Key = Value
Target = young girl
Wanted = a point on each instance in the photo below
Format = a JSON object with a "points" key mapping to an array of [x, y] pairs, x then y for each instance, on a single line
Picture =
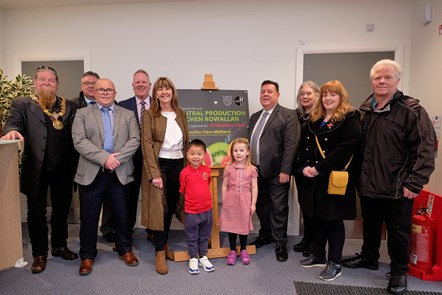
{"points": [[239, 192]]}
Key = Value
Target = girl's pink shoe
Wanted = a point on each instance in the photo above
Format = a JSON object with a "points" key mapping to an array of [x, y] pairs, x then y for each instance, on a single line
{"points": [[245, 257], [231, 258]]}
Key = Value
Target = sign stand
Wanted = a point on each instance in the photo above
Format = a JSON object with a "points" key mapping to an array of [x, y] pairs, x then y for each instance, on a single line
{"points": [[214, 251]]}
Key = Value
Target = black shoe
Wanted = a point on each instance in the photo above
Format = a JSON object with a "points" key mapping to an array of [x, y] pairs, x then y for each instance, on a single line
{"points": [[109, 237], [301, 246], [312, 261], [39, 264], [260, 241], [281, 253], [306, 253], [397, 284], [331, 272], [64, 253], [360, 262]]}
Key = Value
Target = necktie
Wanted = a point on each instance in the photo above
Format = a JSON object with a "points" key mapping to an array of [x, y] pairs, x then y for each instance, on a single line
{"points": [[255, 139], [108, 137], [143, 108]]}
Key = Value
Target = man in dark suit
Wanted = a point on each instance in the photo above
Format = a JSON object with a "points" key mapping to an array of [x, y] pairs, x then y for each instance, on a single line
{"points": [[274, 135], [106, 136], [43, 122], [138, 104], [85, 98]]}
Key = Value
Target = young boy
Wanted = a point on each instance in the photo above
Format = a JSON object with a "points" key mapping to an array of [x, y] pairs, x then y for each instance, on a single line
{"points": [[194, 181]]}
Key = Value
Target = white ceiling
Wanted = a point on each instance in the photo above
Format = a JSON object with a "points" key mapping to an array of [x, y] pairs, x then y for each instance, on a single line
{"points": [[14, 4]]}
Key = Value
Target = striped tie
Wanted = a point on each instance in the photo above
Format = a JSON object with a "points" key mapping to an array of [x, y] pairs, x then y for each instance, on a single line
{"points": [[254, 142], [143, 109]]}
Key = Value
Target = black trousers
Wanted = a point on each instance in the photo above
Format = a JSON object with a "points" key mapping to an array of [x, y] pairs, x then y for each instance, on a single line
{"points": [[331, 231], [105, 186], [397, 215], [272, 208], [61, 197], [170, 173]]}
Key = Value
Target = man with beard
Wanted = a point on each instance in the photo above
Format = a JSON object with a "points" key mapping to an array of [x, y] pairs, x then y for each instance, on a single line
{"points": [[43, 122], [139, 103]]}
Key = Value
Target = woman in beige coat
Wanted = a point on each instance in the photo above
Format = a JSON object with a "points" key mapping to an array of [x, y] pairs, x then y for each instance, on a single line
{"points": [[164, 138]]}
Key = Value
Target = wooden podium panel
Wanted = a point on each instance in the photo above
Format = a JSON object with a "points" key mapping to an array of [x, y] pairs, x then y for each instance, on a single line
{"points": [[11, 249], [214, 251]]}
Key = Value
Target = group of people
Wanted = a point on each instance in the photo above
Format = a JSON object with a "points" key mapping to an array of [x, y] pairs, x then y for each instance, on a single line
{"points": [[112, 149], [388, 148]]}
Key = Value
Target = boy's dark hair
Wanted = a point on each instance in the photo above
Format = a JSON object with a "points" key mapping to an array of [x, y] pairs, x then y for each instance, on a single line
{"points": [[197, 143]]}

Set task: Reproduce all of the material above word for word. Omit the pictures.

Written reply:
Key = Value
Target = young girl
Wanted = a point on each instance in the photo below
Format = a JSON object with a "points" key mapping to an array of [x, y] pairs, x then y for each instance, on a single line
Picture =
{"points": [[239, 192]]}
Key = Value
Target = girl's pink shoe
Wanted = a point on each instance in the photo above
Format = a JSON object with a "points" key mapping to an array of [x, y] pairs, x then y for each instance, on a single line
{"points": [[245, 257], [231, 258]]}
Key = Value
Target = sign stand
Wanted = a point on each instance in the photo above
Format = a JSON object with a "points" key mapping to an array of [x, y] pairs, x then y for each instance, on a single line
{"points": [[214, 251]]}
Key = Value
Target = black shoe
Wanted = a point on each instance in the photo above
Format = a JSON object with a "points" key mapping to an array of [x, y] pairs, x then y for each instance, on a single line
{"points": [[109, 237], [301, 246], [312, 261], [39, 264], [260, 241], [281, 253], [306, 253], [397, 284], [331, 272], [64, 253], [360, 262]]}
Key = Value
Target = necktie
Wanted = a point on each instance in the photo above
Format = a JSON object with a "points" key mapping to an array of [x, y] pairs, x then y for each instance, on a single line
{"points": [[255, 139], [108, 137], [143, 108]]}
Key = Value
Target = man in dark suit
Wanted = a point on each instance in the photo above
Format = a JSON object with a "points" key mapping to an array of [x, y] pairs, x then y for each instance, on a single line
{"points": [[274, 135], [106, 136], [43, 122], [138, 104], [85, 98]]}
Key = Value
Target = young boy
Wanted = a point on each instance in the photo above
Format = a JSON object with a "points" key mapping to an array of [x, y] pairs, x then y for each instance, on a single line
{"points": [[194, 181]]}
Key = Value
Target = white ceiling
Wanted = a point on each instance in the photo above
Format = a JSON object with a "points" key mapping to an array of [x, y] pairs, x then y for each instance, on a single line
{"points": [[14, 4]]}
Key = Value
Target = striped tie
Wanted = a point on each instance in the photo above
Format = a JSON object with a "points" key mapping to an array of [x, y] pairs, x then y for each instance, on a single line
{"points": [[254, 142], [143, 109]]}
Key = Value
Target = black trousers
Wanted = a point on each instance in the photo above
Format = a JSON object with a "points" key mapping to an array of [x, y] pairs, x then y for each instance, on a single line
{"points": [[331, 231], [105, 186], [397, 215], [272, 208], [61, 197], [170, 173]]}
Key = Value
Target = man with beard
Wanted = a point on each instance in the photo above
Format = a JSON object with a "points" key mapping to an array of [x, y] pairs, x then y for each instance, on a single line
{"points": [[43, 122], [139, 103]]}
Key = Value
Target = woman in beige coat
Wanted = a point on each instance in the photo above
Format = a JSON object with a "points" key mapping to an array of [x, y] pairs, x then y for each instance, on a single line
{"points": [[164, 138]]}
Key = Value
Target = wooden podium panel
Wanted = a point on each instance in the photo above
Format = a JSON object with a "points" key mapping to an array of [x, y] pairs, x then y for each instance, on a single line
{"points": [[11, 249], [214, 251]]}
Key = Value
Target = group of people
Wanted = a point on each instance in the photo above
Format = a JSON object with a "points" key mapping to an array of [x, y] pairs, x then y for each instance, on a single line
{"points": [[112, 149], [388, 148]]}
Key = Value
Target = boy's dark hair
Wanted = a point on each instance in the photo above
Format = a JSON object with a "points" key mapping to an array of [x, y] pairs, x then y for each instance, on a single line
{"points": [[197, 143]]}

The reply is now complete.